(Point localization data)
════════════════

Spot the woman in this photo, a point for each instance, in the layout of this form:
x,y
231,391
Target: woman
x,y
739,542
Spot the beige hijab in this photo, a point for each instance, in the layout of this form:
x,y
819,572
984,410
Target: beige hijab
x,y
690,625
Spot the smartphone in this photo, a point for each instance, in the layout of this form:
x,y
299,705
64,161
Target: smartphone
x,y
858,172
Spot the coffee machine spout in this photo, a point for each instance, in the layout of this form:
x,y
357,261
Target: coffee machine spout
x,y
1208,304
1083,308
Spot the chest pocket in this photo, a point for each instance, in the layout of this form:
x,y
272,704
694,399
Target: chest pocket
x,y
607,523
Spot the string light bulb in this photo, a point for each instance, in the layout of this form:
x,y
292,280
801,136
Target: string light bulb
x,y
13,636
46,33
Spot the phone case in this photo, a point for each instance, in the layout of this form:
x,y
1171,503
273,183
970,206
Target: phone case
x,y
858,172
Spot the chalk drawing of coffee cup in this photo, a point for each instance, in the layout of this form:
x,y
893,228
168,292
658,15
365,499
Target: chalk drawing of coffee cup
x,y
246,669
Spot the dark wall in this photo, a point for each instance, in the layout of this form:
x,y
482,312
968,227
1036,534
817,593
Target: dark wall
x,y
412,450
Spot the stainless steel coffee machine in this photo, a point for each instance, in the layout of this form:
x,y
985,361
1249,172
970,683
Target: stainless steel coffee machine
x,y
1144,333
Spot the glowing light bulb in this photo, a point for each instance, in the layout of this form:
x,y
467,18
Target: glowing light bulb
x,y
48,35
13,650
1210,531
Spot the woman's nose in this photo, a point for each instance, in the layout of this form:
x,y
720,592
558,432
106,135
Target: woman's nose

════════════════

List all lines from the entries that include the word "nose".

Spot the woman's nose in this photo, a point for each instance, in the layout of this form:
Target: woman's nose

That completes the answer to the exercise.